_DIRECTION:_ Update the material below by replacing every "Target" with "Object", and write out all of its lines again with nothing else changed.

A run of records
☆ ☆ ☆
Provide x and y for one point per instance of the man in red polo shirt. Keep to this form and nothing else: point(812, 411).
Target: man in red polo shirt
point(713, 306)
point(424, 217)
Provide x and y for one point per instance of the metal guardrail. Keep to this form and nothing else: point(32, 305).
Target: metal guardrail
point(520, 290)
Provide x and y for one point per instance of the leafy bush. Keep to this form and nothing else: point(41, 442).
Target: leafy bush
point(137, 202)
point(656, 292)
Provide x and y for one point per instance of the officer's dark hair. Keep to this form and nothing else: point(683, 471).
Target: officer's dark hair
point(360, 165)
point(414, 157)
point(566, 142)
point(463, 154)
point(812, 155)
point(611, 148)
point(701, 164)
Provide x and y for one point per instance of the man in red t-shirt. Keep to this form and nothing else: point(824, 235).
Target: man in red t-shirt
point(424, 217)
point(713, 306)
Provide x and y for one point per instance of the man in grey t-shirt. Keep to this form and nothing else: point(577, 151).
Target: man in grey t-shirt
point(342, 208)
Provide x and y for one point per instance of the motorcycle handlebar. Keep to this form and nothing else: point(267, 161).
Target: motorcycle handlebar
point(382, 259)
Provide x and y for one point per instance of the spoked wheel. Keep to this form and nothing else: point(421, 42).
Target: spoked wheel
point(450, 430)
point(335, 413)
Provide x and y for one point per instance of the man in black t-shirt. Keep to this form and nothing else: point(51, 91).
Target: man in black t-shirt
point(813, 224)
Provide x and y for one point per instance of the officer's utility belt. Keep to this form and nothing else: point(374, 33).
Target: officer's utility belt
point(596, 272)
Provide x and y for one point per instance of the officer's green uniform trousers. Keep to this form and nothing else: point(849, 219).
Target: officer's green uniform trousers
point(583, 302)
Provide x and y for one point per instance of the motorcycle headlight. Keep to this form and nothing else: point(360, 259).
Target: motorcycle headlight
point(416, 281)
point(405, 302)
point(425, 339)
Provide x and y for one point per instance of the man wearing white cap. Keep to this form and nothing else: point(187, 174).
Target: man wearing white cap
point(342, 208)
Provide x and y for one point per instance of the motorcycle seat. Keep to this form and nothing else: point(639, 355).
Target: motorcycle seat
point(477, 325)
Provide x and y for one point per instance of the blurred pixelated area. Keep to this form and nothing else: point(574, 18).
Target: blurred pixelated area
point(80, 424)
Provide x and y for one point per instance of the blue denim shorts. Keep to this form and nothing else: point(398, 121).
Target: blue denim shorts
☆ ☆ ☆
_WRITTEN SOLUTION:_
Provide x and y for one point per instance of the man in red polo shirt. Keep to this form and nothing else: point(812, 411).
Object: man in red polo shirt
point(713, 306)
point(424, 217)
Provide x and y for one point per instance of the metal guardrail. Keep to this form and nothing else: point(32, 305).
Object: metal guardrail
point(520, 290)
Provide x and y for one point per instance of the leafy bush. Keep to this form and nothing else: point(41, 442).
Object: leafy bush
point(137, 202)
point(656, 292)
Provide x and y for one point per instance of the officer's dark hair. Keep to this form and nothing else: point(683, 471).
Object: officer's dark hair
point(360, 165)
point(414, 157)
point(566, 142)
point(463, 154)
point(812, 155)
point(611, 148)
point(701, 164)
Provide x and y for one point per instance of the man in red t-shirt. Keep to this form and nothing else: point(824, 235).
Object: man in red t-shirt
point(424, 217)
point(713, 306)
Provide x and y for one point per instance of the man in grey t-shirt. Keep to this form and nothing else: point(577, 151).
Object: man in grey t-shirt
point(342, 208)
Provide x and y for one point per instance of the motorcycle handlebar. Keep to this form and nothing else: point(267, 161).
Object: motorcycle handlebar
point(382, 259)
Provide x and y for one point per instance of the spoked wheel. Keep to this form and nothing else: point(421, 42).
Object: spoked wheel
point(450, 430)
point(335, 413)
Provide x and y for one point per instance of the man in black t-shirt. Keep to this form and nothing else: point(51, 91).
Object: man in black t-shirt
point(813, 224)
Provide x and y for one point per instance of the officer's utility belt. Keep to this form and nothing else: point(374, 33).
Object: officer's utility belt
point(596, 272)
Provide x and y for one point per instance of the officer's green uniform trousers. Keep to this form and nothing else: point(849, 219).
Object: officer's green uniform trousers
point(583, 302)
Provide x and y for one point per instance of the motorcycle headlight. Keep to this form and nothing else: point(360, 259).
Object: motorcycle headlight
point(416, 281)
point(405, 302)
point(425, 339)
Provide x and y for one point per instance of the man wearing white cap. Keep to this form and nothing else: point(187, 174).
Object: man wearing white cap
point(342, 208)
Provide x and y for one point per instance of the motorcycle seat. Keep to this form and nothing else: point(639, 355).
Object: motorcycle seat
point(477, 325)
Provide x and y for one point per instance of the blurred pixelated area. Keep to this form and nothing else: point(574, 18).
Object: blurred pixelated area
point(80, 424)
Provide x and y for one point per instance of the blue denim shorts. Keep to this form and nothing else: point(398, 121).
Object: blue denim shorts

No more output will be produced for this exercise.